### AIM OF THE TASK
Reproduce the material below character for character, keeping every line, number, bracket, and punctuation mark unchanged.

### DATA SUPPLIED
-----

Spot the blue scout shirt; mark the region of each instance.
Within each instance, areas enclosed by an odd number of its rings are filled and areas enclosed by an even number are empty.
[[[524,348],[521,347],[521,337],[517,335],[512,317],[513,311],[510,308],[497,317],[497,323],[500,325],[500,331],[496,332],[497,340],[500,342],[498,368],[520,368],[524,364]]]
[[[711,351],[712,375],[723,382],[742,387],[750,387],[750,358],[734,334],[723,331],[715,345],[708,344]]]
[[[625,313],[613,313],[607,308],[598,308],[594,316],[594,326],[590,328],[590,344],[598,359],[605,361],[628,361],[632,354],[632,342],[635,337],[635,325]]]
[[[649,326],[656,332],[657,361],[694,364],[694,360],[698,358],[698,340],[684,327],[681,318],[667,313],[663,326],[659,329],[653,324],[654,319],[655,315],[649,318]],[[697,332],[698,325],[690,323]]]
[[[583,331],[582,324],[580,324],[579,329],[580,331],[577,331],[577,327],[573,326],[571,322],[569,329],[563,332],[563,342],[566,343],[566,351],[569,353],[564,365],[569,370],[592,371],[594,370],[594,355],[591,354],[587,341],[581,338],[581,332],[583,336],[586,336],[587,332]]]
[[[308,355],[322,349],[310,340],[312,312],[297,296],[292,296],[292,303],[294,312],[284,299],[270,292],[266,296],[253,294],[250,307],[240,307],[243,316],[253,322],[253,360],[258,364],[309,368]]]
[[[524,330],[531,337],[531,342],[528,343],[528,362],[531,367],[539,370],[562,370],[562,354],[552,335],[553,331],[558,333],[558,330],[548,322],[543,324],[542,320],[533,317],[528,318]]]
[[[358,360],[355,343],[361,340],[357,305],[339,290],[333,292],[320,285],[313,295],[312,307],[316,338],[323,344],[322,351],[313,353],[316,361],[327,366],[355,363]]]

-----

### THE RESPONSE
Spot the blue scout shirt; mark the region of each instance.
Within each instance, areas enclosed by an odd number of its rings are filled and areas enclosed by an even number are empty.
[[[524,348],[521,347],[521,337],[517,335],[512,317],[513,311],[510,308],[497,317],[497,323],[500,325],[500,331],[496,332],[497,340],[500,342],[498,368],[520,368],[524,364]]]
[[[711,351],[712,375],[723,382],[742,387],[750,387],[750,358],[734,334],[723,331],[715,345],[708,344]]]
[[[625,313],[613,313],[607,308],[598,308],[594,316],[594,326],[590,328],[590,344],[598,359],[605,361],[628,361],[632,354],[632,342],[635,337],[635,325]]]
[[[649,326],[656,332],[657,361],[694,364],[694,360],[698,358],[698,340],[684,327],[681,318],[667,313],[663,326],[659,329],[653,324],[654,319],[655,315],[649,318]],[[697,332],[698,325],[690,323]]]
[[[583,331],[582,324],[580,324],[579,329],[580,331],[577,331],[577,327],[573,326],[571,322],[569,329],[563,332],[563,342],[566,343],[566,351],[569,353],[564,365],[569,370],[592,371],[594,370],[594,355],[591,354],[587,341],[581,338],[581,332],[583,336],[586,336],[587,332]]]
[[[308,355],[322,349],[310,340],[312,312],[297,296],[292,296],[292,303],[294,312],[284,299],[270,292],[266,296],[253,294],[250,307],[240,307],[243,316],[253,322],[253,360],[258,364],[309,368]]]
[[[524,330],[531,337],[531,342],[528,343],[528,362],[531,367],[539,370],[562,370],[562,354],[552,335],[553,331],[558,333],[558,330],[548,322],[543,324],[542,320],[533,317],[528,318]]]
[[[358,360],[355,343],[361,340],[357,305],[339,290],[333,292],[320,285],[313,295],[312,307],[316,338],[323,344],[322,351],[313,353],[316,361],[327,366],[355,363]]]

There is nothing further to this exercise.